THE PROBLEM:
Rescale the coordinates in the records below, from the line with "Locate every instance of the large" through the end of the records, by multiplying each by 1.2 and rounding to whole numbers, with halves rounded up. Write out those lines again, requests included.

[Labeled-object pointing records]
******************************
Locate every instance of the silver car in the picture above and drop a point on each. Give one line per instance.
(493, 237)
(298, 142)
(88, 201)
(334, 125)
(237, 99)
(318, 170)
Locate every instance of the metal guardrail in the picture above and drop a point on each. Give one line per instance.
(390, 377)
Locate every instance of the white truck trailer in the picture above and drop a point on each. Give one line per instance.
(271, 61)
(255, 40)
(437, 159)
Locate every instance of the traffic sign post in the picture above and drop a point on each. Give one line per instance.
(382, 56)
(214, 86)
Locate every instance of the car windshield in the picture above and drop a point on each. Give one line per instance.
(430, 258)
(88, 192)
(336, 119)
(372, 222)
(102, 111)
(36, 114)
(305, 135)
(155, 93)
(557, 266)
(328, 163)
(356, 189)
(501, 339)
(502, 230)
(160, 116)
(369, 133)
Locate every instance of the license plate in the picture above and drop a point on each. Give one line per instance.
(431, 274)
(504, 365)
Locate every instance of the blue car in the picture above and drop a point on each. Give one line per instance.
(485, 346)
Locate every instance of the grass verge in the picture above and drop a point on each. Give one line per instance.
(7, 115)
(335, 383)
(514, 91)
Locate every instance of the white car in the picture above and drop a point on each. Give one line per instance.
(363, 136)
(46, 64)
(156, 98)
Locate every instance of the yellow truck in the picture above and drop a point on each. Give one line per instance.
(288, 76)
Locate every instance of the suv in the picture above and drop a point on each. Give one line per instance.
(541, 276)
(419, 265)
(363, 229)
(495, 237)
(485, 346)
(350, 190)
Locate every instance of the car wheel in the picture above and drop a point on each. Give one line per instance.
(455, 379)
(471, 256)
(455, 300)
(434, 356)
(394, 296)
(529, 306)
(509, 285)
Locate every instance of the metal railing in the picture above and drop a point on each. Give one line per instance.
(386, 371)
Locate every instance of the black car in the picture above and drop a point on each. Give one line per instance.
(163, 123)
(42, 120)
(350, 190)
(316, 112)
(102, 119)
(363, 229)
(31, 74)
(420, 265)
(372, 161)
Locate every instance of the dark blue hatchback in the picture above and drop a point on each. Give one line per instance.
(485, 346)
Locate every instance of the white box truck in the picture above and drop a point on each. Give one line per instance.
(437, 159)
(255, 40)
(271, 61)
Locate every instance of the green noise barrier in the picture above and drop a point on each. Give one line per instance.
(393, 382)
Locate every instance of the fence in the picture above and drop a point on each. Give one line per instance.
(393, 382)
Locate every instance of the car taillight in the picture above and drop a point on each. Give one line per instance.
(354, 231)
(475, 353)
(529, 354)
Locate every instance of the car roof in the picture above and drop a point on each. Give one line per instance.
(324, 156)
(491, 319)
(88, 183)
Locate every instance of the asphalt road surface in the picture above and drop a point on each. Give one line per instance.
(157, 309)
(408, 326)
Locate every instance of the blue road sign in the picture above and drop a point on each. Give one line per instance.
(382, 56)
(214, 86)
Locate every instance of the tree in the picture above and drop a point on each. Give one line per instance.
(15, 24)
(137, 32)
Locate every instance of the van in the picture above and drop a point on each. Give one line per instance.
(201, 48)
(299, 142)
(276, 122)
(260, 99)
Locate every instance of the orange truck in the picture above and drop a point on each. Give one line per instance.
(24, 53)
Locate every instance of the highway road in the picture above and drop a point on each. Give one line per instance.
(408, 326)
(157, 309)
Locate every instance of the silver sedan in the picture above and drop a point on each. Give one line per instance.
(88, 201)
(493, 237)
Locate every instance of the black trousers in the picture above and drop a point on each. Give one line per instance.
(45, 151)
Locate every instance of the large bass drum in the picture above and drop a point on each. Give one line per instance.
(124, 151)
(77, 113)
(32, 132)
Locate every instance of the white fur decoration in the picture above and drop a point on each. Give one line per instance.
******************************
WORKED SOLUTION:
Locate every instance of the large bass drum in the picture above and drop a point on each. Give one line per instance.
(149, 181)
(92, 136)
(38, 158)
Locate every instance of the white fur decoration in the picture above and drop a point on each. Give one line per instance.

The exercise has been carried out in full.